▶ **Exercise brief**: Please find every line in the entries below that contains the string "test", and copy it.

=== Begin Enclosure ===

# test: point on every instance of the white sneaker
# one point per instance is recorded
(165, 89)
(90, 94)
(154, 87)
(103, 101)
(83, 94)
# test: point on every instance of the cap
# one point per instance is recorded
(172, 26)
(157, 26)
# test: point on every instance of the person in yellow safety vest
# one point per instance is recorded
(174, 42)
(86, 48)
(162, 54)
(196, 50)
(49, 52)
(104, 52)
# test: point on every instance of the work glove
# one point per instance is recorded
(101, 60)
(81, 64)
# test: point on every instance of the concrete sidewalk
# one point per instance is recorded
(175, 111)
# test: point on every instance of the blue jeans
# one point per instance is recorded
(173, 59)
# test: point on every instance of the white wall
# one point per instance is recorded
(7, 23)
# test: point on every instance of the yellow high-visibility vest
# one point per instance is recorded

=== End Enclosure ===

▶ **Written answer**:
# test: point on every instance of the white sneaker
# test: point on every instance of the cap
# test: point on every instance of the person in yellow safety vest
# test: point on every instance of the work glove
# test: point on every instance of the concrete sidewalk
# test: point on every instance of the blue jeans
# test: point on every instance of the white wall
# test: point on every instance of the yellow high-visibility vest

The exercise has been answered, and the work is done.